(Provided data)

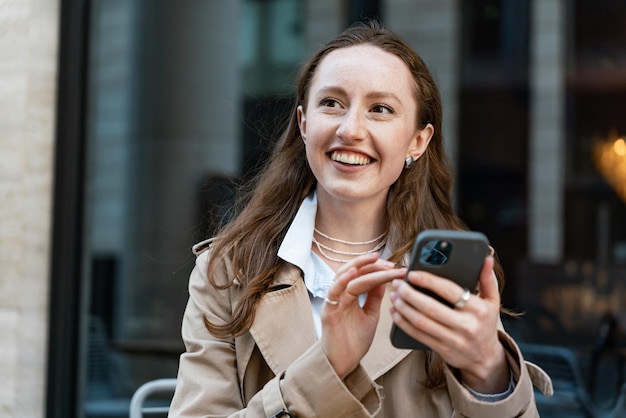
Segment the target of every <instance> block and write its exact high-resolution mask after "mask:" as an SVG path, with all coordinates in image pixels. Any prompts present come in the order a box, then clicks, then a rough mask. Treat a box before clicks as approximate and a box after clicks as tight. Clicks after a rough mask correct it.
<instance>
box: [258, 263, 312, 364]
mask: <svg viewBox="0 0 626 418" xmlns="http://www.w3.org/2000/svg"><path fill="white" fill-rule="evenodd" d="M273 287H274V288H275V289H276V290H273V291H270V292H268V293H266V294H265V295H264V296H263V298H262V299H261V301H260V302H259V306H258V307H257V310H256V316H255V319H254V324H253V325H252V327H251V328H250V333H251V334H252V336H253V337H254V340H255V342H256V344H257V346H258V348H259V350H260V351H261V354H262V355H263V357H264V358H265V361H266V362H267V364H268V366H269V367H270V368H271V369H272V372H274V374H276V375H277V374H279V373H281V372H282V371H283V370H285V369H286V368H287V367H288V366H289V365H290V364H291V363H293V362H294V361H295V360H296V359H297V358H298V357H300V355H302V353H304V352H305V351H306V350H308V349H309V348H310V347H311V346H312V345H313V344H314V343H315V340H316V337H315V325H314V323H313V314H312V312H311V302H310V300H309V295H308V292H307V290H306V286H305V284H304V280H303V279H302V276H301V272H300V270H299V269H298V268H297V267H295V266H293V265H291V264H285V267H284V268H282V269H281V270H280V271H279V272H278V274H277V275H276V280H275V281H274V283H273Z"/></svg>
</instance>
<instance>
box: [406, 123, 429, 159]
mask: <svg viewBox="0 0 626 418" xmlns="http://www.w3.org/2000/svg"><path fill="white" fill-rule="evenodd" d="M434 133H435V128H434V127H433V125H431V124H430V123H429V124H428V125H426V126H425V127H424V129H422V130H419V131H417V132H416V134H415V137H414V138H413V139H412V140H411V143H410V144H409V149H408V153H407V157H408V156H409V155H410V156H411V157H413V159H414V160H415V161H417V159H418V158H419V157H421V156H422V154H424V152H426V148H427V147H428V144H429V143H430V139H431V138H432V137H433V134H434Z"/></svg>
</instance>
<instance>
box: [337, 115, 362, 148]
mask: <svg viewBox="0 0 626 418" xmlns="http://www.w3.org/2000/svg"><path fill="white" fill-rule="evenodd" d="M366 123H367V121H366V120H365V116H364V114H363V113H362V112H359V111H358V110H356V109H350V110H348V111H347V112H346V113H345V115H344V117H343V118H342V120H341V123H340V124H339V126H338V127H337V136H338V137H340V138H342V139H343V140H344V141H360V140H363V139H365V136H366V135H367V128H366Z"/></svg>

(End Provided data)
(Provided data)

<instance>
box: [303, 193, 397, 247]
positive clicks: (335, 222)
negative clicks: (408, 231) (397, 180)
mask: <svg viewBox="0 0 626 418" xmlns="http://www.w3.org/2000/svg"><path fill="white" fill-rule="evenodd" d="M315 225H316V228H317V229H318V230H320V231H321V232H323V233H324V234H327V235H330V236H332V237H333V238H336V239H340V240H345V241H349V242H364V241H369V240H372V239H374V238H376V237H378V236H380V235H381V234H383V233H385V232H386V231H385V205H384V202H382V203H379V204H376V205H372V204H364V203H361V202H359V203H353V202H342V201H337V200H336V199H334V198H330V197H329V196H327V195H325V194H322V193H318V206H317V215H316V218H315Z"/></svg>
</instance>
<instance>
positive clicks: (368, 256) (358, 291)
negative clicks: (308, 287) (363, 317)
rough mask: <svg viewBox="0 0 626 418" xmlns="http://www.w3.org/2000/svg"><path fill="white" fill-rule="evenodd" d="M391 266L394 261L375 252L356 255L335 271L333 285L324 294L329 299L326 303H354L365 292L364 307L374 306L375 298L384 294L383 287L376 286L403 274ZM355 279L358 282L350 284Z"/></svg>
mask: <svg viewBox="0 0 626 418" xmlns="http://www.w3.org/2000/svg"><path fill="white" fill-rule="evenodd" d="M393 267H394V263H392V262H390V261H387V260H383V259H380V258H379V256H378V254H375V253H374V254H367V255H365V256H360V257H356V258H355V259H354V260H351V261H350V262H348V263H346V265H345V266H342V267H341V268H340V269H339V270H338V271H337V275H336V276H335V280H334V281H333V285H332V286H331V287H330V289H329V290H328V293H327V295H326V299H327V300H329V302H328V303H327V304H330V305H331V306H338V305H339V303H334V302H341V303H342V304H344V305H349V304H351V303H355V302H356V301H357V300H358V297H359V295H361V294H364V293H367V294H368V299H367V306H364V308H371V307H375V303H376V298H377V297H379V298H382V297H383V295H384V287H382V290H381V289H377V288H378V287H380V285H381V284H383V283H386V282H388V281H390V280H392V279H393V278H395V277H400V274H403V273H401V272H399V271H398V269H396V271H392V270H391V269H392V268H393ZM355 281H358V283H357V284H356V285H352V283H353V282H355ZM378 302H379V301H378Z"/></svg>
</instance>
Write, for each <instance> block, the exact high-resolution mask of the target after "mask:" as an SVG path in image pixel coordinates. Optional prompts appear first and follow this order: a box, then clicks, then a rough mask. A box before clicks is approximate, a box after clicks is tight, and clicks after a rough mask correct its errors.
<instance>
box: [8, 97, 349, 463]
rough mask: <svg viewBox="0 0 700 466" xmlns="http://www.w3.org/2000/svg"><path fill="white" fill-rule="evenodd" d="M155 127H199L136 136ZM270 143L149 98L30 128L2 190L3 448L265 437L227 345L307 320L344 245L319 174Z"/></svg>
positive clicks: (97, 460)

(End Provided data)

**What the task requires**
Select every line of the material above holding the word "target" and copy it.

**Worked solution**
Segment the target of every <instance> block and write its exact high-resolution mask after "mask:" as an SVG path, with all coordinates in image pixels. Any prompts present come in the order a box, then clicks, then a rough mask. Treat a box before clicks as approximate and a box after clicks as tight. Clicks after a rough mask correct it.
Write, for each <instance> block, the exact high-resolution mask of the target after "mask:" as an SVG path in image pixel coordinates. Optional prompts appear first and follow this order: a box, then clicks, then a rough mask. A box before clicks is approximate, a box after clicks is tight, and clicks after a rough mask correct its errors.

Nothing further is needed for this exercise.